_WORK TO COMPLETE_
- 1) Answer the following questions using the passage on cooking oils and health.
(a) Which ground crops does the passage recommend steering away from?
(b) Besides being nourishing, what does the passage say the foods of every geographical area are?
(c) Which conditions have hydrogenated oils been linked to?
- 2) Extend the passage on cooking oils and health, beginning immediately after its final sentence.

EXCERPT PROVIDED: Begin

Not only are we surrounded by a global economy, but now, most of us have global taste buds. Americans demand international cuisine foods and flavors, and for good reason. Every geographical area of the world has within its flora and fauna, a compendium of foods and culinary treasures that are not only nourishing, but also medicinal. Mixing and matching them can provide our diet with key nutrients that fill in the gaps of any missing ingredients.
One of the areas where we can shift our tastes slightly and make a significant impact on our health is by steering away from the traditional ground crops providing us with corn, soy, safflower and vegetable oils. We can include different oils, ones that have been proven over the years to be associated with wonderful health benefits. Here, you'll learn about another "Golden Elixir" from tropical parts of the world that burst with flavor and simultaneously, make us healthy.
It's common knowledge that the hydrogenated oils in our American diet have not done us much good, health-wise. They have interfered with essential fat absorption, creating a cascade of inflammation in the body, and have been linked to asthma, heart disease, cancer, prostate issues, neurological disease, and decreased immune system function.

EXCERPT PROVIDED: End
DATASET: Begin

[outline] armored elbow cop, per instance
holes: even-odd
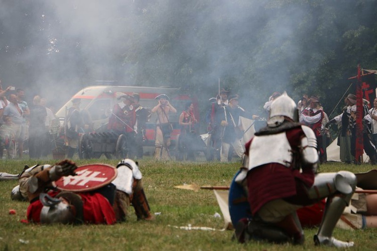
[[[302,128],[305,134],[301,139],[302,164],[303,168],[313,168],[315,172],[319,160],[316,135],[309,127],[302,126]]]

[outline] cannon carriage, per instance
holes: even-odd
[[[120,159],[127,156],[128,152],[126,136],[113,132],[82,134],[78,148],[80,159],[99,158],[102,154],[109,159]]]

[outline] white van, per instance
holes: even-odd
[[[56,115],[59,118],[60,123],[62,125],[68,109],[72,106],[72,100],[80,99],[80,108],[89,112],[94,124],[94,130],[96,131],[101,127],[106,127],[109,121],[109,117],[111,114],[113,107],[119,102],[116,99],[116,93],[122,92],[129,95],[138,93],[140,95],[140,105],[143,107],[150,109],[157,104],[157,100],[155,100],[156,97],[160,94],[166,94],[170,98],[170,102],[172,105],[177,110],[176,114],[171,114],[169,117],[170,122],[171,122],[173,128],[171,134],[171,140],[174,141],[177,139],[177,135],[179,133],[178,118],[187,102],[193,101],[194,103],[196,117],[198,119],[199,118],[197,101],[193,100],[187,95],[179,94],[179,90],[178,88],[169,87],[89,86],[73,95],[71,99],[56,112]],[[152,114],[149,122],[147,124],[146,136],[148,140],[146,144],[148,145],[154,144],[154,129],[156,119],[156,115]]]

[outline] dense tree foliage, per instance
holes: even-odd
[[[0,2],[0,79],[35,92],[116,80],[207,100],[220,79],[250,108],[287,90],[328,111],[357,64],[377,69],[372,0]]]

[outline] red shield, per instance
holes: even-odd
[[[118,175],[116,168],[104,164],[82,165],[75,172],[77,175],[63,176],[53,182],[53,185],[62,191],[87,192],[108,185]]]

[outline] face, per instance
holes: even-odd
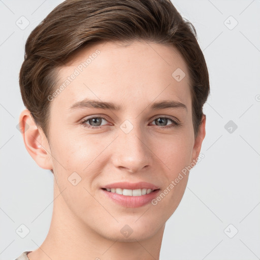
[[[172,76],[180,69],[180,81]],[[79,221],[101,236],[123,241],[127,224],[129,240],[148,238],[179,205],[188,172],[175,180],[202,141],[196,145],[187,72],[173,47],[141,42],[95,45],[60,69],[57,88],[66,86],[49,99],[55,185]],[[116,188],[124,193],[109,192]]]

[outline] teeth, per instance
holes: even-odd
[[[149,194],[152,191],[151,189],[121,189],[120,188],[107,188],[106,189],[108,191],[110,191],[113,193],[116,193],[120,195],[124,195],[125,196],[141,196],[142,195],[145,195]]]

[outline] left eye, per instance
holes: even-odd
[[[82,124],[87,127],[90,128],[100,128],[99,127],[102,121],[102,119],[104,119],[105,121],[107,121],[105,118],[104,117],[91,117],[90,118],[88,118],[86,120],[84,120],[82,123]],[[86,124],[87,122],[89,121],[90,125],[90,126],[88,126],[87,124]]]

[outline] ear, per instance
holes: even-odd
[[[32,159],[42,168],[52,169],[52,160],[48,140],[38,127],[30,111],[25,109],[19,118],[20,131],[25,148]]]
[[[198,135],[195,138],[194,146],[192,150],[192,161],[197,161],[197,158],[200,155],[202,141],[206,135],[206,115],[203,114],[201,120],[201,123],[199,127]]]

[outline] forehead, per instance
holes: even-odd
[[[188,108],[189,84],[187,67],[172,46],[103,43],[81,50],[60,69],[57,88],[64,87],[51,106],[69,109],[89,98],[120,104],[123,109],[132,105],[133,109],[133,102],[141,108],[142,104],[171,99]]]

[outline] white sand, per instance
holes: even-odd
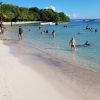
[[[98,75],[80,68],[79,72],[78,69],[74,72],[74,68],[67,65],[65,77],[53,62],[34,56],[37,51],[33,50],[34,57],[29,59],[32,64],[24,64],[27,53],[23,55],[23,63],[10,53],[10,49],[0,41],[0,100],[100,100]],[[19,50],[14,49],[17,55],[21,53],[20,48],[16,49]]]
[[[34,61],[34,66],[38,65],[41,66],[41,63]],[[9,53],[9,48],[0,43],[0,100],[75,100],[74,98],[75,95],[65,98],[43,76],[21,64]]]

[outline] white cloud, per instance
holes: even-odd
[[[50,5],[49,7],[45,7],[45,9],[53,9],[54,11],[56,11],[56,8],[52,5]]]
[[[70,18],[79,18],[80,15],[78,13],[66,13],[67,16]]]

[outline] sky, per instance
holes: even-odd
[[[21,7],[52,8],[70,18],[100,19],[100,0],[0,0]]]

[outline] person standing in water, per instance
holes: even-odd
[[[71,40],[69,41],[69,45],[71,46],[71,49],[76,49],[76,42],[74,37],[72,37]]]
[[[52,37],[55,38],[55,35],[56,35],[56,33],[55,33],[55,31],[53,30],[53,31],[52,31]]]
[[[1,39],[4,39],[4,29],[5,26],[3,25],[2,21],[0,22],[0,35],[1,35]]]
[[[18,33],[19,40],[22,40],[22,33],[23,33],[23,29],[21,28],[21,26],[19,26],[19,33]]]

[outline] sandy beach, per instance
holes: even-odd
[[[27,46],[0,41],[0,100],[100,100],[100,73]]]

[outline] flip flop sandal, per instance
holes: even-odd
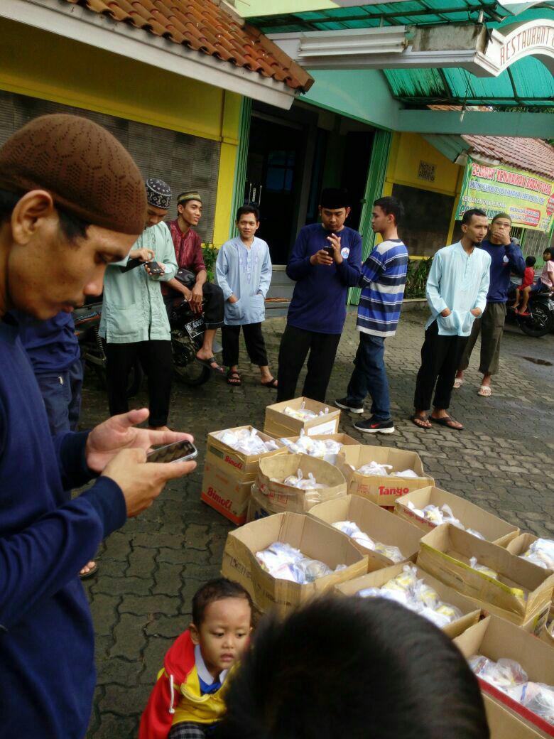
[[[217,364],[215,357],[210,357],[209,359],[199,359],[198,357],[195,357],[194,358],[199,364],[203,364],[205,367],[208,367],[208,370],[211,370],[211,371],[214,372],[216,375],[225,374],[225,370],[223,367],[220,367],[219,365]],[[212,362],[215,362],[216,364],[217,364],[217,367],[213,367],[211,366]]]
[[[462,431],[463,426],[452,426],[453,423],[457,423],[454,421],[454,418],[451,418],[450,416],[443,416],[442,418],[434,418],[433,416],[429,416],[429,420],[433,423],[438,423],[439,426],[445,426],[447,429],[451,429],[452,431]]]
[[[92,567],[88,572],[84,572],[83,573],[79,573],[79,577],[81,580],[86,580],[87,577],[92,577],[98,571],[98,565],[95,563],[95,566]]]
[[[428,420],[429,418],[428,416],[418,415],[417,413],[414,413],[411,417],[412,423],[414,423],[414,426],[417,426],[418,429],[423,429],[423,431],[427,431],[431,428],[431,426],[423,426],[422,423],[418,423],[417,421],[421,420],[425,423],[425,421],[428,421]]]
[[[264,387],[269,387],[270,390],[277,389],[277,381],[274,377],[272,377],[269,382],[262,382],[261,384]]]
[[[239,372],[231,372],[230,370],[227,373],[227,381],[233,387],[239,387],[242,384],[242,381]]]

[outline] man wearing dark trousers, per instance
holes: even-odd
[[[463,429],[446,409],[473,321],[482,315],[487,304],[490,257],[476,246],[486,236],[488,223],[483,211],[467,211],[462,219],[460,241],[439,249],[433,258],[425,290],[431,316],[421,347],[412,416],[420,429],[430,429],[430,421],[456,431]],[[434,409],[428,417],[434,389]]]
[[[324,190],[321,222],[301,229],[287,265],[296,285],[279,349],[278,401],[295,396],[310,353],[302,395],[325,402],[346,317],[346,293],[358,285],[361,273],[361,236],[344,225],[349,204],[346,191]]]

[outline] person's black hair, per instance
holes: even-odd
[[[10,192],[8,190],[0,189],[0,223],[10,220],[13,208],[21,200],[23,194]],[[77,239],[84,239],[86,236],[86,229],[90,225],[82,218],[78,218],[71,213],[64,211],[55,203],[55,208],[60,218],[60,229],[69,243]]]
[[[394,217],[394,223],[398,225],[404,217],[404,206],[397,197],[387,195],[386,197],[378,197],[373,203],[378,205],[386,216],[392,214]]]
[[[485,215],[486,215],[486,214],[485,214]],[[496,215],[494,216],[494,217],[493,218],[492,221],[490,221],[491,225],[492,225],[493,223],[494,223],[495,221],[497,221],[499,219],[499,218],[506,218],[506,219],[507,219],[507,220],[510,221],[510,223],[512,222],[512,217],[509,214],[507,214],[507,213],[497,213]]]
[[[247,216],[249,213],[251,213],[254,218],[256,218],[256,223],[260,219],[260,211],[258,210],[256,205],[248,204],[247,205],[241,205],[239,210],[236,211],[236,222],[241,219],[242,216]]]
[[[218,739],[488,739],[476,678],[437,627],[380,598],[261,620]]]
[[[466,211],[463,214],[462,218],[462,224],[465,225],[469,225],[471,222],[471,219],[473,216],[479,216],[479,217],[484,217],[485,218],[488,218],[488,216],[485,212],[482,211],[480,208],[470,208],[468,211]]]
[[[225,600],[225,598],[244,598],[248,602],[252,610],[252,599],[242,585],[234,580],[228,580],[226,577],[216,577],[205,582],[194,593],[192,599],[193,624],[199,628],[208,605],[218,600]]]

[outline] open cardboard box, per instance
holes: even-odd
[[[517,526],[503,521],[497,516],[488,513],[479,505],[470,503],[453,493],[447,493],[440,488],[422,488],[399,498],[394,504],[394,513],[415,526],[419,526],[425,533],[436,528],[436,524],[431,523],[427,519],[417,516],[408,507],[412,503],[420,511],[425,505],[441,505],[446,504],[450,506],[454,515],[464,525],[466,528],[473,528],[482,534],[487,541],[505,546],[519,533]]]
[[[502,619],[489,616],[454,638],[466,659],[482,655],[498,661],[519,662],[532,682],[554,685],[554,653],[543,642]],[[533,713],[503,691],[479,678],[485,697],[491,739],[554,737],[554,726]],[[487,705],[496,704],[493,706]]]
[[[423,536],[421,531],[384,511],[367,498],[347,495],[337,500],[327,500],[314,505],[310,514],[331,525],[338,521],[353,521],[374,541],[398,547],[405,561],[416,561]],[[368,555],[369,572],[394,564],[384,554],[368,549],[356,541],[354,544],[362,554]]]
[[[304,407],[315,413],[324,412],[324,415],[316,416],[311,420],[299,420],[284,412],[285,408],[290,406],[295,410]],[[327,412],[325,412],[325,409]],[[315,436],[322,434],[336,434],[338,431],[338,421],[341,411],[333,406],[326,406],[324,403],[312,401],[310,398],[295,398],[293,401],[283,401],[282,403],[274,403],[267,406],[265,409],[265,422],[264,431],[266,434],[280,439],[282,437],[299,436],[304,431],[308,436]]]
[[[470,567],[471,557],[498,579]],[[506,549],[443,523],[420,542],[417,565],[489,613],[521,625],[552,600],[554,574]]]
[[[404,563],[400,562],[399,565],[393,565],[391,567],[386,567],[383,570],[375,570],[375,572],[370,572],[367,575],[363,575],[361,577],[347,580],[346,582],[336,585],[335,590],[344,596],[355,596],[366,588],[381,588],[386,582],[393,579],[397,575],[400,575],[405,566]],[[481,611],[468,598],[456,593],[456,590],[448,588],[448,585],[436,579],[420,568],[416,567],[416,571],[418,579],[423,580],[425,585],[434,588],[443,603],[455,605],[462,611],[461,619],[452,621],[451,624],[448,624],[442,630],[451,638],[461,634],[473,624],[477,623]]]
[[[372,461],[392,465],[390,474],[381,477],[355,471]],[[434,480],[423,471],[419,454],[392,447],[344,446],[338,454],[337,466],[346,479],[349,494],[361,495],[377,505],[387,508],[394,507],[394,501],[400,495],[434,485]],[[413,469],[419,477],[399,477],[394,474],[405,469]]]
[[[256,559],[256,552],[274,542],[286,542],[333,570],[338,565],[346,567],[303,585],[277,579]],[[261,611],[276,609],[281,615],[366,571],[367,556],[360,554],[346,534],[295,513],[276,514],[230,531],[222,565],[224,577],[240,582]]]
[[[301,490],[277,482],[295,474],[298,469],[302,470],[304,477],[311,472],[315,482],[324,487]],[[281,454],[260,460],[256,486],[257,500],[264,503],[263,507],[269,514],[285,511],[305,513],[316,503],[346,494],[346,481],[340,470],[329,462],[309,454]]]

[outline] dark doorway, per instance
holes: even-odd
[[[274,265],[287,264],[295,236],[305,146],[301,124],[253,115],[244,202],[259,206],[256,235],[267,242]]]

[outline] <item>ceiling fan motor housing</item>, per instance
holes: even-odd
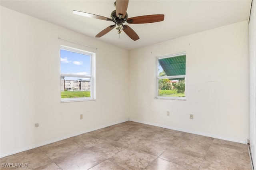
[[[118,19],[119,19],[119,17],[116,16],[116,12],[115,10],[114,10],[112,12],[111,12],[111,14],[110,15],[110,18],[114,20],[115,21],[117,20]],[[123,20],[124,21],[123,23],[126,21],[127,18],[128,18],[128,14],[127,14],[127,13],[126,12],[124,18],[122,18],[122,20]]]

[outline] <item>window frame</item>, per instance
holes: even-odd
[[[62,76],[73,77],[88,78],[90,80],[90,97],[78,97],[70,98],[61,98],[60,102],[69,102],[74,101],[82,101],[94,100],[95,97],[95,61],[96,53],[93,52],[86,51],[84,50],[74,48],[66,45],[61,45],[60,48],[60,50],[64,50],[69,51],[78,53],[79,54],[88,55],[90,57],[90,75],[78,75],[71,74],[62,74],[60,73],[60,77]],[[60,79],[61,81],[61,78]],[[64,87],[65,89],[65,87]],[[60,96],[61,95],[60,95]]]
[[[159,59],[162,59],[167,58],[170,58],[172,57],[179,57],[180,56],[185,55],[186,57],[186,52],[182,52],[179,53],[176,53],[173,54],[170,54],[167,55],[165,55],[163,56],[160,56],[157,57],[156,58],[156,89],[155,89],[155,99],[167,99],[167,100],[186,100],[186,74],[185,75],[174,75],[174,76],[166,76],[159,77],[158,76],[158,66],[159,62],[158,60]],[[185,64],[185,69],[186,69],[187,65],[186,62]],[[185,95],[184,97],[163,97],[159,96],[158,94],[158,80],[159,79],[175,79],[175,78],[184,78],[185,80]]]

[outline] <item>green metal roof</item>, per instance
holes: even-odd
[[[186,55],[160,59],[158,62],[168,76],[186,75]]]

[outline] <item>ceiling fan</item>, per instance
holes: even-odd
[[[88,13],[81,11],[73,11],[73,13],[77,15],[86,16],[93,18],[112,21],[115,24],[107,27],[99,34],[95,37],[101,37],[115,28],[116,26],[118,28],[118,33],[120,35],[122,30],[130,38],[134,41],[136,41],[140,38],[130,27],[127,25],[124,25],[125,22],[128,24],[146,24],[162,21],[164,18],[164,14],[149,15],[142,16],[136,16],[128,18],[128,14],[126,12],[128,7],[128,0],[116,0],[114,4],[116,10],[113,11],[110,15],[111,18],[100,16]]]

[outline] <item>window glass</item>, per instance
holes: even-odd
[[[186,53],[157,58],[157,98],[185,99]]]
[[[93,82],[93,53],[68,47],[60,52],[61,101],[93,99],[92,87],[86,87]]]

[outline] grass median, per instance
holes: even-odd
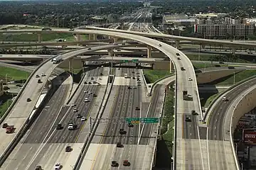
[[[174,139],[174,89],[173,84],[169,85],[170,89],[166,91],[164,107],[164,117],[161,130],[161,140],[157,142],[156,166],[169,168],[171,164],[172,141]]]

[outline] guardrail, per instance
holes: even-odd
[[[110,79],[107,79],[109,80]],[[103,104],[103,103],[104,103],[104,101],[104,101],[104,98],[105,98],[105,96],[106,96],[106,93],[107,93],[107,86],[108,86],[108,85],[109,85],[109,84],[107,84],[108,85],[107,85],[107,87],[106,87],[106,90],[105,90],[105,94],[104,94],[104,96],[103,96],[102,102],[101,103],[101,105],[100,105],[100,108],[99,108],[98,113],[97,113],[97,116],[96,116],[97,118],[101,118],[102,115],[102,114],[103,114],[103,113],[104,113],[105,108],[106,105],[107,105],[107,101],[108,101],[108,98],[110,98],[110,93],[111,93],[111,90],[112,90],[112,86],[113,86],[114,79],[114,79],[113,79],[113,80],[112,80],[112,84],[111,84],[111,85],[110,85],[111,86],[110,86],[110,92],[107,94],[107,98],[106,98],[106,100],[105,100],[105,103]],[[101,113],[100,113],[100,110],[102,110]],[[93,128],[92,132],[91,133],[90,133],[89,135],[87,136],[87,139],[86,139],[86,141],[85,141],[85,144],[84,144],[84,145],[83,145],[83,147],[82,147],[82,149],[81,149],[81,152],[80,152],[80,154],[79,154],[79,156],[78,156],[78,159],[77,159],[77,162],[76,162],[75,164],[75,166],[74,166],[73,169],[78,169],[78,170],[80,169],[80,166],[81,166],[81,164],[82,164],[82,160],[83,160],[83,159],[81,159],[81,158],[85,157],[86,152],[87,152],[87,149],[89,149],[90,142],[91,142],[91,141],[92,140],[93,136],[94,136],[94,135],[95,135],[95,132],[96,132],[96,130],[97,130],[97,128],[99,123],[100,123],[100,121],[97,121],[96,123],[95,123],[92,125],[92,127],[93,127],[93,128]],[[96,125],[95,125],[95,124],[96,124]]]
[[[236,87],[236,86],[239,86],[239,85],[240,85],[240,84],[243,84],[243,83],[245,83],[245,82],[246,82],[246,81],[249,81],[249,80],[250,80],[250,79],[253,79],[253,78],[256,78],[256,75],[255,75],[255,76],[252,76],[248,77],[248,78],[247,78],[247,79],[243,79],[243,80],[239,81],[238,83],[233,85],[232,86],[230,86],[230,87],[228,88],[228,89],[223,91],[221,91],[219,94],[218,94],[217,96],[212,101],[212,102],[211,102],[211,103],[210,103],[210,105],[208,106],[208,108],[207,108],[207,110],[206,110],[206,113],[205,113],[205,115],[204,115],[204,116],[203,116],[203,120],[202,120],[202,122],[204,123],[206,123],[206,119],[207,115],[208,115],[208,113],[209,113],[210,108],[211,107],[213,107],[213,105],[214,104],[214,103],[216,102],[217,100],[218,100],[221,96],[223,96],[224,94],[227,93],[228,91],[232,90],[232,89],[234,89],[235,87]]]

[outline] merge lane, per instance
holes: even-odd
[[[248,83],[237,86],[231,90],[226,96],[228,101],[220,101],[215,106],[209,120],[208,140],[223,140],[223,120],[228,108],[232,101],[236,98],[242,91],[255,84],[256,79],[249,81]],[[216,121],[217,120],[217,121]]]

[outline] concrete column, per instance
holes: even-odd
[[[42,41],[42,35],[41,33],[38,33],[38,42],[41,42],[41,41]]]
[[[231,48],[231,50],[232,50],[232,55],[235,55],[235,47],[232,47],[232,48]]]
[[[147,57],[151,58],[152,57],[152,47],[151,46],[147,46]]]
[[[170,73],[174,72],[174,63],[170,60]]]
[[[97,40],[97,34],[93,34],[93,40]]]
[[[179,48],[179,40],[175,40],[175,47],[176,49]]]
[[[89,34],[89,40],[92,40],[93,39],[93,36],[92,36],[92,34]]]
[[[107,52],[108,52],[108,55],[110,57],[113,57],[114,56],[114,51],[112,49],[111,50],[107,50]]]

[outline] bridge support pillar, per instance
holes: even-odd
[[[92,39],[93,39],[93,35],[92,35],[92,34],[89,34],[89,35],[88,35],[88,39],[89,39],[89,40],[92,40]]]
[[[42,35],[41,33],[38,33],[38,42],[42,42]]]
[[[170,60],[170,73],[174,72],[174,62]]]
[[[152,47],[151,46],[147,46],[147,57],[148,58],[152,57]]]
[[[235,48],[233,47],[233,48],[231,48],[231,50],[232,50],[232,55],[235,55]]]
[[[179,48],[179,40],[175,40],[175,47],[176,49]]]

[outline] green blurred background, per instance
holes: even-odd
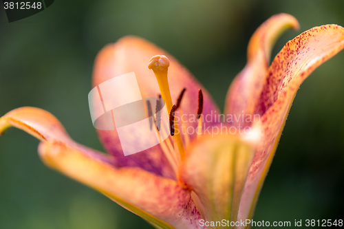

DATASET: End

_TASK ANSWERS_
- 1)
(a) Corn, soy, safflower and vegetable oils.
(b) Medicinal.
(c) Asthma, heart disease, cancer, prostate issues, neurological disease and decreased immune system function.

- 2)
The high level of omega-6 fats to omega-3 fats in our oils has allowed our omega-6/omega-3 ratio to skyrocket 10 to 20:1 instead of the rejuvenating ratio of up to 5:1. It's time to tip the balance towards health, and experimenting with new recipes and incorporating them into our diet is exactly what we need.
And why not? We love new stimulating and tantillizing dishes that can create a brand new experience in the culinary realm!
When asked to think of a tropical setting, many people think about palm trees, sandy beaches, pina coladas, fresh coconut milk sipped straight from the coconut, and of course, happy islanders.
The tree of life in tropical settings has always been the coconut tree, which provided food, drink and fuel to islanders for thousands of years. It was a necessary staple to their survival.
Study after study found that the happy islanders had more going for their health than we did as Americans. Their rates of cancer, diabetes, and degenerative diseases are nowhere near ours in the United States. Many health practitioners and researchers believe that the oils the tropical islanders consume are very protective.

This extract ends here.